__GIVEN INFORMATION__
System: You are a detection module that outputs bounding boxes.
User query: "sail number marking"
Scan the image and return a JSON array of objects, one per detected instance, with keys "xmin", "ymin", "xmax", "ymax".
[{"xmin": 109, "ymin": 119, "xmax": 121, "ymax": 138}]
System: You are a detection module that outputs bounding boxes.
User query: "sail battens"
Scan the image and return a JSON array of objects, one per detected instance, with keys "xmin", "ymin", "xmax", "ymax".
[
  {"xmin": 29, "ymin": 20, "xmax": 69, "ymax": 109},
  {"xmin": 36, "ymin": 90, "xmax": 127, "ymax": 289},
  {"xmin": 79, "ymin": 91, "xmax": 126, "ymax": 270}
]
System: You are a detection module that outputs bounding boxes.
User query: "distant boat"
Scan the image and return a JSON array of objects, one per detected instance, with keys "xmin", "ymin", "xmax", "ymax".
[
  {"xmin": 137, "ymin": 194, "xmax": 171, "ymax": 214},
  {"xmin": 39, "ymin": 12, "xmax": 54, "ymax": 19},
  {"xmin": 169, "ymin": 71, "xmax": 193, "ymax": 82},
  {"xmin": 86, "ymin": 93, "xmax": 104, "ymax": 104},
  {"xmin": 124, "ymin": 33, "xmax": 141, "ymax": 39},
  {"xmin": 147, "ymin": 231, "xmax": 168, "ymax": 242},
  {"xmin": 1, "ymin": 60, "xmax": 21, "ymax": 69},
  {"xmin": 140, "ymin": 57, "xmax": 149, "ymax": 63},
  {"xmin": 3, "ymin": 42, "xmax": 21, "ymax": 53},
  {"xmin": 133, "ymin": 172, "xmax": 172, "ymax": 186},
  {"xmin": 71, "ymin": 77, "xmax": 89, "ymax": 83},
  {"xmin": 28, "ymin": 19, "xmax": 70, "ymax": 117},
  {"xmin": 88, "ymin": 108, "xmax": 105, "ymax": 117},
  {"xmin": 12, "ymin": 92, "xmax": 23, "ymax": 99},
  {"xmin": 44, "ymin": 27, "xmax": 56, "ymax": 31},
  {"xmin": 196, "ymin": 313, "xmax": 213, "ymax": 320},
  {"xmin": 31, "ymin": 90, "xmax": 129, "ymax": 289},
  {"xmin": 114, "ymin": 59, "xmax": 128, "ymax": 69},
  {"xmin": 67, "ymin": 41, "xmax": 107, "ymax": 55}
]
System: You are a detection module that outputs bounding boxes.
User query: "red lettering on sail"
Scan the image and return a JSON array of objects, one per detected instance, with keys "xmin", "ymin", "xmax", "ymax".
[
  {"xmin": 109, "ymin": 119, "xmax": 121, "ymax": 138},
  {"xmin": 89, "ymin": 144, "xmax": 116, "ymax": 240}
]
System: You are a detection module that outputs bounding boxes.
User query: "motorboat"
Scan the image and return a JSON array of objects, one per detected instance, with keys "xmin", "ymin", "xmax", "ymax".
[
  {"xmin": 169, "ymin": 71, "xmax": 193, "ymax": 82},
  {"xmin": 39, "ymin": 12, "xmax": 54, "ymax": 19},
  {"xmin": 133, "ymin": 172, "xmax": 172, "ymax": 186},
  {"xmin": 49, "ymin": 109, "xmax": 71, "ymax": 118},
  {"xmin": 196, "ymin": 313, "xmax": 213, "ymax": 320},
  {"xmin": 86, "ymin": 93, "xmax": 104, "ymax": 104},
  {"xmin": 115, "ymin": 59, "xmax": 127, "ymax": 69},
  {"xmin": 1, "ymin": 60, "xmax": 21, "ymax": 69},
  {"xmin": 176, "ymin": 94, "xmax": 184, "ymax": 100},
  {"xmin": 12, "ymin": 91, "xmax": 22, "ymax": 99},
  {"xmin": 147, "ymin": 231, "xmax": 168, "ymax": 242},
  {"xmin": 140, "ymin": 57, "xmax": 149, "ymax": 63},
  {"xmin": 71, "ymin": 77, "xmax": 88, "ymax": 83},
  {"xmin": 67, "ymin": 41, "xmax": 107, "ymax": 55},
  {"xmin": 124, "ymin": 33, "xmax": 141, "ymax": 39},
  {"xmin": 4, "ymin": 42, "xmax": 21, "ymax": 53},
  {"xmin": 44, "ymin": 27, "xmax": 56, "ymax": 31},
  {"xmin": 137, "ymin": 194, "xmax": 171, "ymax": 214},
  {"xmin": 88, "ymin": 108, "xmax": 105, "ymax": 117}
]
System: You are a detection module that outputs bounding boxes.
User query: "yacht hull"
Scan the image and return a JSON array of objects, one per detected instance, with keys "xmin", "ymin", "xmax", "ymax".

__TASK TO COMPLETE__
Locate each line in the entries above that contains the string "query", and copy those lines out.

__TASK RESPONSE__
User query: "sail number marking"
User query: "sail battens"
User query: "distant boat"
User query: "red lettering on sail"
User query: "motorboat"
User query: "yacht hull"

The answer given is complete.